=== Supplied passage ===
┌────────
3.  Cystic fibrosis - a recessive disease in which a faulty protein is implicated as the cause of the disease.  The faulty protein fails to transport Cl^- ions across membranes and this then leads to thick mucus lining the air sacs of the lungs and elsewhere.  A gene is responsible for the blueprint instructions from which the  Cl^- ion transport protein is made. 

Hypothetical Note:  Given our understanding of why sickle cell disease and the allele that causes it is so frequent and historically restricted to races living in the Old World Tropics (e.g. the "bad" allele serves to protect one from malaria and was historically found in those regions where humans have lived with the malarial parasite for many thousands of years), the high incidence or cystic fibrosis and PKU may be due to a heterozygote advantage, that is, heterozgotes that carry the "abnomal" allele may in fact enjoy greater survivability and reproductive success under some as of yet unknown circumstance.
└────────
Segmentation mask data
┌────────
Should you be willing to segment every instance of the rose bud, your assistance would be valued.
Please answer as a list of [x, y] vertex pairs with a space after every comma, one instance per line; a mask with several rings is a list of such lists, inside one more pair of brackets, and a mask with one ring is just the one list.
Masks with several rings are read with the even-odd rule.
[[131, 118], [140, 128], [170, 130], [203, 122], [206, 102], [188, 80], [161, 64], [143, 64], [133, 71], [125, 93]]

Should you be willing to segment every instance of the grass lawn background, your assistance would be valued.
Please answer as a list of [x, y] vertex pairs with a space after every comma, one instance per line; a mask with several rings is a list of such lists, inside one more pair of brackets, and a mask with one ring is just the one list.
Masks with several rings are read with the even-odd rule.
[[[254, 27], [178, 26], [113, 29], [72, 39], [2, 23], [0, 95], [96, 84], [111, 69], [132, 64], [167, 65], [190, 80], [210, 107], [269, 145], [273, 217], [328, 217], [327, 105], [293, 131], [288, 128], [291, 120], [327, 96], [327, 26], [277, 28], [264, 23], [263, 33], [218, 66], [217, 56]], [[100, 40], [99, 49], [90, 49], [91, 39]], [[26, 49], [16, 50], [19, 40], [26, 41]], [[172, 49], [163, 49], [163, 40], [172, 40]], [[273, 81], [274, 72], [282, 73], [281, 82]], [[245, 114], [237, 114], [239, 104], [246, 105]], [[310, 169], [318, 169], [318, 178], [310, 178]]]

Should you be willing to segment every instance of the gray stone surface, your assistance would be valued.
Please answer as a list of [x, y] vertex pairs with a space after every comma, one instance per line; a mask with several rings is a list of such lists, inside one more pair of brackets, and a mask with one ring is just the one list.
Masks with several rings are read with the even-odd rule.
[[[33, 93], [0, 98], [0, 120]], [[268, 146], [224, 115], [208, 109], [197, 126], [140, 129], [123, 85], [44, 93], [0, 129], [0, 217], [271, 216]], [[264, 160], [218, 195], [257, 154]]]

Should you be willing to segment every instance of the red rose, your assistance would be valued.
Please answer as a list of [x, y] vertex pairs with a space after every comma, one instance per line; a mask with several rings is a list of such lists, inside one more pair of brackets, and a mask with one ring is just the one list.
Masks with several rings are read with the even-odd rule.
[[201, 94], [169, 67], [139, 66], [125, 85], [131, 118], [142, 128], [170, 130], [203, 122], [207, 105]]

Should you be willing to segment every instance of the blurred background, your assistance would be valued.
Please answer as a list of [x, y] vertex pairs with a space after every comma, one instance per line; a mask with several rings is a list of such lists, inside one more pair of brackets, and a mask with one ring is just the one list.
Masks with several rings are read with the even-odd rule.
└────────
Reproduce the part of the cystic fibrosis passage that starts with "3.  Cystic fibrosis" and goes on through "protein is made.", with no changes.

=== Task output ===
3.  Cystic fibrosis - a recessive disease in which a faulty protein is implicated as the cause of the disease.  The faulty protein fails to transport Cl^- ions across membranes and this then leads to thick mucus lining the air sacs of the lungs and elsewhere.  A gene is responsible for the blueprint instructions from which the  Cl^- ion transport protein is made.